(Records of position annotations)
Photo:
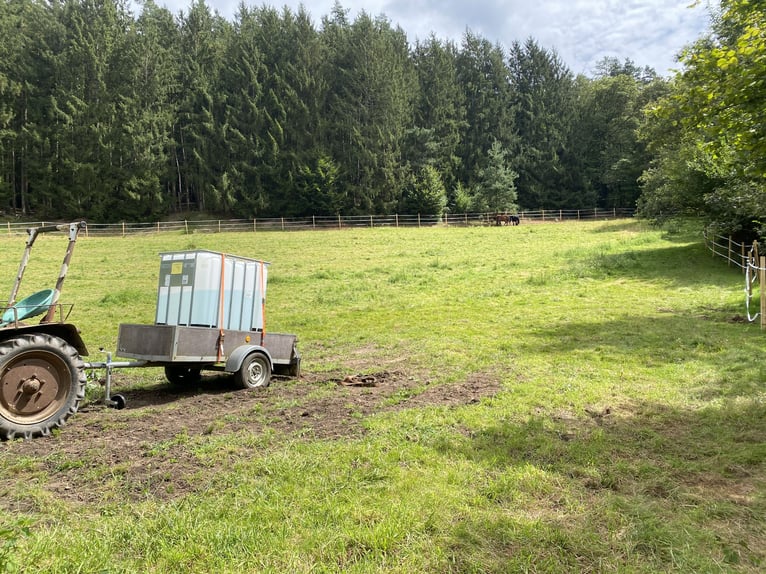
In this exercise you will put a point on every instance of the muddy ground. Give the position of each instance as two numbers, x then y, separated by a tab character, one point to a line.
141	452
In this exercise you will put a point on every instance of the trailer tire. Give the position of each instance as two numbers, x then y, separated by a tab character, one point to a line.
179	375
42	383
255	371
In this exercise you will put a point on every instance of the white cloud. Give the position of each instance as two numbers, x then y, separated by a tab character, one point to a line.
649	32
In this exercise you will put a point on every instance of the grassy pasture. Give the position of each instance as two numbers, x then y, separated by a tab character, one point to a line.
627	432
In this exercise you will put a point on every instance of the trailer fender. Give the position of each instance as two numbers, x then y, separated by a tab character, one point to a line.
235	360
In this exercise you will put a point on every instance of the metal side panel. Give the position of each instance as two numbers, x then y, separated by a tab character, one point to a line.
282	347
177	343
146	342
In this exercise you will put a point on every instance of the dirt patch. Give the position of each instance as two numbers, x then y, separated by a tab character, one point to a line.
144	450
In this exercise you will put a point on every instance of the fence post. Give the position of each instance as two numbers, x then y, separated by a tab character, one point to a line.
742	261
762	287
728	257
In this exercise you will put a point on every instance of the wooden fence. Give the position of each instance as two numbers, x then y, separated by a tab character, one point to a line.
332	222
749	259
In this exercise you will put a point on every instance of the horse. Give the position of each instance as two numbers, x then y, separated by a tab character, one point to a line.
504	219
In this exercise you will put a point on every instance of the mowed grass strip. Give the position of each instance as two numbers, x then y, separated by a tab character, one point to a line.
628	433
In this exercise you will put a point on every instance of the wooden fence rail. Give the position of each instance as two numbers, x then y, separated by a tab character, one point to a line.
331	222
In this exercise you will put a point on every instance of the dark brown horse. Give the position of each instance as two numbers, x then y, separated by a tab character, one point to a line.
504	219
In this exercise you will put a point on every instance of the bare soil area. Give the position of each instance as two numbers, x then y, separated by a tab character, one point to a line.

> **SHORT EXERCISE**:
Turn every line of the records above into a numbered list, skipping any blank lines and leaving out the pictures.

> **OUTPUT OF THE EXERCISE**:
1. Photo:
2. In this exercise you will put a point on every instance of the muddy ground. Give the position of each instance as two numbers, x then y, separated by a tab character, one point to a line.
3. 141	452
4. In this exercise you will put a point on every instance of the trailer tire. Give the position of each instance as two numbers, x then y, separated by a tab character, one point to a line.
5. 179	375
6. 42	383
7. 255	371
8. In this exercise you will put a point on every instance of the white cloud. Give the position of each instance as two numbers, x then y, separated by a tab character, one point to a line.
9. 649	32
10. In this exercise you will put a point on every instance of the grassy pasture. Give the position of each instance as two numbers, x then y, separated by a tab character, one point to a line.
11. 627	432
12. In this exercise you will put a point on every instance of the trailer fender. Give the position of each instance as two numbers, x then y, separated by a tab character, one point to a line.
13. 235	360
14. In this exercise you will put a point on every instance of the metal side panel. Give the position of each instance as two numbers, x then y, separated by a tab character, one point to a line.
15. 282	347
16. 177	343
17. 146	342
18. In this exercise you will put a point on every instance of the dirt patch. Give the position of each instance as two numbers, x then y, separated by a tab character, one point to a line.
19. 144	450
20. In this exercise you will put a point on every instance of the fence post. Give the position of each instance as two numbers, x then y, separated by a tab character, one point to a line.
21. 742	261
22. 762	287
23. 728	257
24. In this exercise you will put a point on every instance of the wooden fence. Give the position of each instance as two numbers, x then y, separated by a tab character, one point to a line.
25. 332	222
26. 749	259
27. In this exercise you will put a point on every instance of the horse. Give the position of each instance as two numbers, x then y, separated by a tab character, one point to a line.
28. 504	219
29. In this exercise you will put a point on every instance of the mowed grass strip. Give the position of each instance as two numbers, x then y, separated by a tab character, one point to a line.
30. 628	433
31. In this exercise you will put a point on every instance of the wooden fence rail. Give the position of each instance as two numbers, x then y, separated by a tab character, one point to a line.
32. 331	222
33. In this exercise you will put a point on every instance of the dark brown horse. Give the position of each instance as two numbers, x then y, separated by a tab character, one point to a line.
34. 504	219
35. In this exercise you will put a point on every instance of the bare soil area. Give the position of each instance as two numbers, x then y, separated by a tab character, one point to a line.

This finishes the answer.